Reproduce the listing below verbatim, starting at the line that contains "the forest background" and stopping after the line that contains "column 147, row 507".

※

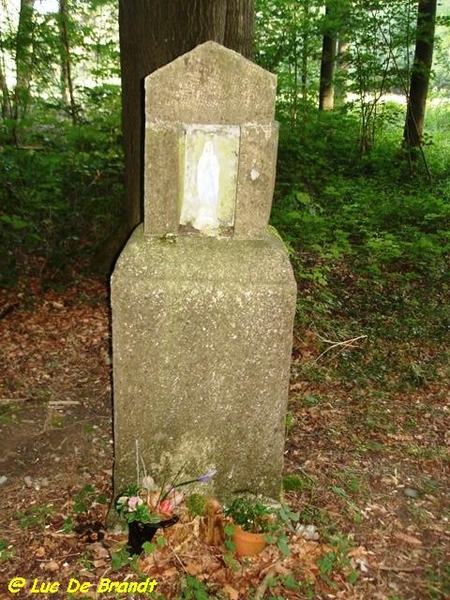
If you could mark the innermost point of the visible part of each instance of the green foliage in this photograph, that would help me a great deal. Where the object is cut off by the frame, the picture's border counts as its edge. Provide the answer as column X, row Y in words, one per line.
column 193, row 589
column 250, row 515
column 196, row 504
column 60, row 192
column 5, row 551
column 35, row 516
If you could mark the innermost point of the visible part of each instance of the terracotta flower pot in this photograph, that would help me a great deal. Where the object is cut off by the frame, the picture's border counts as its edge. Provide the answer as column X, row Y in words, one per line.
column 139, row 533
column 248, row 543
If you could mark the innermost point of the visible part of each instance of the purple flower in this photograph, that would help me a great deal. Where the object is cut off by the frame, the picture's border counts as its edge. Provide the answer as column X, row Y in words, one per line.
column 207, row 476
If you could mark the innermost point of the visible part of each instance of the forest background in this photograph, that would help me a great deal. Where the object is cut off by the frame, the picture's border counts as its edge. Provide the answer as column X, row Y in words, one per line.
column 350, row 185
column 362, row 200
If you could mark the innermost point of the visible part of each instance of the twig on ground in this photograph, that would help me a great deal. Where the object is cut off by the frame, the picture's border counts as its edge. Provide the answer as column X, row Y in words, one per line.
column 344, row 345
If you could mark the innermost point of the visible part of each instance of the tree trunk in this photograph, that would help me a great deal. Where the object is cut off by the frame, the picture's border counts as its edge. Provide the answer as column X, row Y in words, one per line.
column 420, row 77
column 152, row 34
column 327, row 65
column 67, row 93
column 24, row 58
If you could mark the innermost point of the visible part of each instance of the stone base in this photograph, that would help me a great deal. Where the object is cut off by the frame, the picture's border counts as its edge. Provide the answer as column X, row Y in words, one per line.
column 202, row 337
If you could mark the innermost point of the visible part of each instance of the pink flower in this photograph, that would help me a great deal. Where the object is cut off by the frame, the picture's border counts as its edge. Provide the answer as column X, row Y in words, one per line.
column 133, row 502
column 166, row 507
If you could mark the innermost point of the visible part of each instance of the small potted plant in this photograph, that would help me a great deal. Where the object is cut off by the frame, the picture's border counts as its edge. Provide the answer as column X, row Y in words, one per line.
column 253, row 521
column 147, row 507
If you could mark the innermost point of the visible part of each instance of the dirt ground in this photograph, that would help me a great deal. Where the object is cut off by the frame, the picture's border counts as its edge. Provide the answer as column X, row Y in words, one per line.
column 372, row 473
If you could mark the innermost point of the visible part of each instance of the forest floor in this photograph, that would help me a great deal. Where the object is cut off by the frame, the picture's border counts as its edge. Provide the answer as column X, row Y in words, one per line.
column 371, row 459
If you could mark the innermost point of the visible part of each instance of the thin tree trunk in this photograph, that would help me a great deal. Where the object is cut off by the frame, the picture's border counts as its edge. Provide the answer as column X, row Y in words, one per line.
column 6, row 108
column 327, row 66
column 420, row 77
column 24, row 58
column 67, row 92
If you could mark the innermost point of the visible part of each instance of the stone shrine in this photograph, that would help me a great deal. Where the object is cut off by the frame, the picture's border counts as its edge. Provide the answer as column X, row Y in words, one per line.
column 203, row 294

※

_IN RESPONSE:_
If you could mark the innermost point of the visible part of each instance of the forest background in this photograph, that would help me a great deal. Where the object is cut off by the frame, the picture's border counts as its edge. Provide the answer as column X, row Y in words, one per line.
column 350, row 185
column 362, row 200
If you could mark the innermost point of the visible part of each instance of the twig on ground in this photograph, that would help me a great deal. Where the object is cut off by the frame, the picture's border counts as its edge. Provide the answer as column X, row Y in words, one per line.
column 344, row 345
If you could mark the innermost point of the visible part of each instance of the tree trunk in this photograph, that would help me a great deal. Where the object is cut off by the frame, the picture's border counts as its edge. Provide the answer as column X, row Y in words, one per line.
column 420, row 77
column 152, row 34
column 327, row 65
column 67, row 93
column 24, row 58
If you could mark the innermost point of the visible part of each instance of the stone base in this photograph, that would help me a great deal. Where the object is cut off by the frame, the picture's border counts as its edge. Provide the answer as column X, row Y in words, one per line.
column 202, row 337
If you could mark the innermost point of the visible part of each instance of the pink flower in this photograph, that would help me a great deal. Where the object is cut off by the frame, the picture's border counts as its edge. Provide the answer as column X, row Y in words, one per line.
column 133, row 502
column 166, row 507
If you could mark the innermost point of the visible part of each instance of the small potted plant in this photograph, that would help me a great deal. Where the object is cut off by the frame, the picture's border counts as its edge. Provide the answer as column X, row Y in words, one per line.
column 253, row 521
column 147, row 507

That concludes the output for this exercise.